/---

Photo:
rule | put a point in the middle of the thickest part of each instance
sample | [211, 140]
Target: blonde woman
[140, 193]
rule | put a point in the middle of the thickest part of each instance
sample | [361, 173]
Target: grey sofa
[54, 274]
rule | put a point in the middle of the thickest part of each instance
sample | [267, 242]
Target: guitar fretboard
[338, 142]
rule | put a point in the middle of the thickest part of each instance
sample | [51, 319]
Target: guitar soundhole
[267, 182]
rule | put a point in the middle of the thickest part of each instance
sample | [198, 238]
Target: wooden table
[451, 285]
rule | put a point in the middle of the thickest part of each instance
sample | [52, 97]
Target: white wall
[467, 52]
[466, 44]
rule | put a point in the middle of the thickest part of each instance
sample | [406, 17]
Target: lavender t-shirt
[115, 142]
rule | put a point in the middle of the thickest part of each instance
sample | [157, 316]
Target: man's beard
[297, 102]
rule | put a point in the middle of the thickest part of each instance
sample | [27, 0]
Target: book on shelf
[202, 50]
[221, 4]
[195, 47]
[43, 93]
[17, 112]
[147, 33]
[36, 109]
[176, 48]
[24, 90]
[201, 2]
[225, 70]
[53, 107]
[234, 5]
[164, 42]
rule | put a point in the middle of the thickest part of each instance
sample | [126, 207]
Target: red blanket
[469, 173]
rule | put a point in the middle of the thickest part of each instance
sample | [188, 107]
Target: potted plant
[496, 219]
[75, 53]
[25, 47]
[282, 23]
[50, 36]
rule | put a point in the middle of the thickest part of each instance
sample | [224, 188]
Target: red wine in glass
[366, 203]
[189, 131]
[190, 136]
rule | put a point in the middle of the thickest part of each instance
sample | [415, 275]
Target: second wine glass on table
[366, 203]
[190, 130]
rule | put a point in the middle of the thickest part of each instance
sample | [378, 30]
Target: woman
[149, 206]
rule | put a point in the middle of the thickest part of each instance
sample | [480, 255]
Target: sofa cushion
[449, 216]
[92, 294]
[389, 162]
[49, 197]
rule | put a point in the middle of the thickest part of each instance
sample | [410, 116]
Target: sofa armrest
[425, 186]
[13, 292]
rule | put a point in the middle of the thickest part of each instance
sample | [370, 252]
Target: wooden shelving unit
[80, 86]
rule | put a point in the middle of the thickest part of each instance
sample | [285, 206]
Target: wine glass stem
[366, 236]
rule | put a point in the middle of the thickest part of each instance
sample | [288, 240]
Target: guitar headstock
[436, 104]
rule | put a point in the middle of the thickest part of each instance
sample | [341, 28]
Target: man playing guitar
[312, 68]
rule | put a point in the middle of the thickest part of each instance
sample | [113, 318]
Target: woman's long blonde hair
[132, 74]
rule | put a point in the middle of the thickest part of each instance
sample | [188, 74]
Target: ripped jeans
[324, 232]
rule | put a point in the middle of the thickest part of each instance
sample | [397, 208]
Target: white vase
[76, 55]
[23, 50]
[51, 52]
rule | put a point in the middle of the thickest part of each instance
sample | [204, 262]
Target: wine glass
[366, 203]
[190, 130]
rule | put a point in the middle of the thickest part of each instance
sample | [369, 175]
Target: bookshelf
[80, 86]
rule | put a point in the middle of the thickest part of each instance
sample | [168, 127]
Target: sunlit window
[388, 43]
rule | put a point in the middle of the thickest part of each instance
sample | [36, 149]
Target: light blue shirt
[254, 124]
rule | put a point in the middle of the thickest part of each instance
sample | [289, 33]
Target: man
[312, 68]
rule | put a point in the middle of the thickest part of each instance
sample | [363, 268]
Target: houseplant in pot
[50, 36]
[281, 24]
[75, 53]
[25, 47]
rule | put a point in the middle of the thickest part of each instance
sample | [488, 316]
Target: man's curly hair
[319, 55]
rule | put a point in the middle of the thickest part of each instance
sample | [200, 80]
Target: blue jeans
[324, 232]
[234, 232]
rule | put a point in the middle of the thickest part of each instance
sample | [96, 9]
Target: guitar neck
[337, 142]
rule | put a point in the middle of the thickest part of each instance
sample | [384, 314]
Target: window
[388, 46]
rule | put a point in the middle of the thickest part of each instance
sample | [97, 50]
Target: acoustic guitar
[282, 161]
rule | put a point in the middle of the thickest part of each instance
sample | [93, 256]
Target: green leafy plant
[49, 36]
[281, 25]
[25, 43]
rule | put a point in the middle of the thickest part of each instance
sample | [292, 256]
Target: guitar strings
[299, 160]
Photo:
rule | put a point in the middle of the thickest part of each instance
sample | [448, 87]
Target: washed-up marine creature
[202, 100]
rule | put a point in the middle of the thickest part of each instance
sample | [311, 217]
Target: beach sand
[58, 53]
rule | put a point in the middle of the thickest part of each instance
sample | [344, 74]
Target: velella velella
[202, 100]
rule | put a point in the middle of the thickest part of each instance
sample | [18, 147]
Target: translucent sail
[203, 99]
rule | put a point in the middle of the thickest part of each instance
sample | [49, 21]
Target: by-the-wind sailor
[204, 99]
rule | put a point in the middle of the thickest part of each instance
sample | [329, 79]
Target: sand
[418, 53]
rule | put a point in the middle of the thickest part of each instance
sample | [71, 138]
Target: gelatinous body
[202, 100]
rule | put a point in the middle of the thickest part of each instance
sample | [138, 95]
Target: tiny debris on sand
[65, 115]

\---

Make an exact copy of all the entries above.

Photo:
rule | put a point in the middle of the thickest part of each instance
sample | [211, 140]
Target: blonde woman
[140, 193]
rule | put a point in the middle of the thickest part of each instance
sample | [361, 173]
Target: grey sofa
[54, 274]
rule | put a point in the middle of the thickest part of each instance
sample | [267, 242]
Target: guitar fretboard
[338, 142]
rule | put a point in the middle of the thickest part of each instance
sample | [51, 319]
Target: guitar soundhole
[267, 182]
rule | put a point in the middle of the thickest part of each instance
sample | [198, 238]
Target: wooden table
[451, 285]
rule | put a point in the middle of the thickest part of each instance
sample | [52, 97]
Target: white wall
[467, 52]
[466, 44]
rule | put a point in the middle of the thickest part of each instance
sample | [406, 17]
Target: lavender t-shirt
[115, 142]
rule | put a point in the middle of the thickest part of each instance
sample | [157, 316]
Target: man's beard
[297, 102]
rule | put a point in the middle of the thickest part of each instance
sample | [27, 0]
Target: book on shelf
[202, 50]
[221, 4]
[195, 47]
[43, 93]
[17, 112]
[147, 33]
[36, 109]
[176, 48]
[24, 90]
[201, 2]
[225, 70]
[53, 107]
[234, 5]
[164, 42]
rule | put a point in the middle of the thickest part of each instance
sample | [126, 207]
Target: red blanket
[469, 173]
rule | put a point in the middle of the thickest part of each instance
sample | [188, 107]
Target: potted plant
[496, 219]
[75, 53]
[25, 47]
[282, 23]
[50, 36]
rule | put a point in the middle of the thickest part of each instance
sample | [224, 188]
Target: red wine in glass
[366, 203]
[189, 131]
[190, 136]
rule | put a point in the middle of the thickest part of each instance
sample | [415, 275]
Target: second wine glass on table
[366, 203]
[190, 130]
rule | put a point in the middle of the thickest part of each instance
sample | [378, 30]
Target: woman
[149, 206]
rule | put a point in the middle of the thickest part of each instance
sample | [480, 255]
Target: sofa cushion
[449, 216]
[92, 294]
[389, 162]
[49, 197]
rule | put a point in the middle of the thickest part of each instance
sample | [410, 116]
Target: sofa armrest
[425, 186]
[13, 292]
rule | put a point in the middle of the thickest part of each instance
sample | [370, 252]
Target: wooden shelving unit
[80, 86]
rule | put a point in the middle of the thickest part of each instance
sample | [285, 206]
Target: wine glass stem
[366, 236]
rule | put a point in the middle of the thickest part of each instance
sample | [288, 240]
Target: guitar headstock
[436, 104]
rule | put a point in the middle of the thickest part of each instance
sample | [341, 28]
Target: man playing guitar
[312, 68]
rule | put a point in the middle of the thickest part of each instance
sample | [113, 318]
Target: woman's long blonde hair
[132, 74]
rule | put a point in the middle of the thickest part of each instance
sample | [188, 74]
Target: ripped jeans
[324, 232]
rule | put a point in the middle of the thickest part of each instance
sample | [397, 208]
Target: white vase
[76, 55]
[23, 50]
[51, 52]
rule | put a point in the middle of the thickest part of each instance
sample | [204, 262]
Target: wine glass
[366, 203]
[190, 130]
rule | put a point in the middle of the thickest part of each instance
sample | [369, 175]
Target: bookshelf
[80, 86]
rule | put a point in the middle of the thickest part of each instance
sample | [168, 127]
Target: sunlit window
[388, 43]
rule | put a point in the middle of the thickest part of each instance
sample | [36, 149]
Target: light blue shirt
[254, 124]
rule | put a point in the middle of the thickest part of each instance
sample | [289, 33]
Target: man
[312, 68]
rule | put a point in the middle of the thickest part of each instance
sample | [363, 268]
Target: houseplant in pot
[50, 36]
[281, 24]
[75, 53]
[25, 47]
rule | put a point in the middle of the thickest part of each instance
sample | [488, 316]
Target: man's curly hair
[319, 55]
rule | put a point in the middle of the thickest part of each instance
sample | [200, 80]
Target: blue jeans
[324, 232]
[234, 232]
rule | put a point in the middle of the thickest part of each instance
sample | [96, 9]
Target: guitar neck
[337, 142]
rule | put a point in the middle of the thickest part of each instance
sample | [384, 314]
Target: window
[388, 46]
rule | put a point in the middle of the thickest part of each instance
sample | [97, 50]
Target: acoustic guitar
[282, 161]
rule | put a point in the middle of the thickest part of each instance
sample | [93, 256]
Target: green leafy plant
[49, 36]
[281, 25]
[25, 43]
rule | put a point in the middle of the thickest part of each instance
sample | [292, 256]
Target: guitar strings
[299, 160]
Photo:
rule | put a point in the middle of the thickest part of each instance
sample | [448, 87]
Target: washed-up marine creature
[202, 100]
rule | put a point in the middle of the thickest part of each instance
sample | [311, 217]
Target: beach sand
[58, 53]
rule | put a point in the middle of the thickest part of each instance
sample | [344, 74]
Target: velella velella
[202, 100]
rule | put a point in the middle of the thickest part of each instance
sample | [18, 147]
Target: translucent sail
[203, 99]
rule | put a point in the middle of the thickest part of each instance
sample | [49, 21]
Target: by-the-wind sailor
[204, 99]
rule | put a point in the middle of the thickest part of each instance
sample | [329, 79]
Target: sand
[418, 53]
rule | put a point in the middle of the thickest part of each instance
sample | [71, 138]
Target: gelatinous body
[202, 100]
rule | put a point in the middle of the thickest part of each instance
sample | [138, 95]
Target: tiny debris on sand
[65, 115]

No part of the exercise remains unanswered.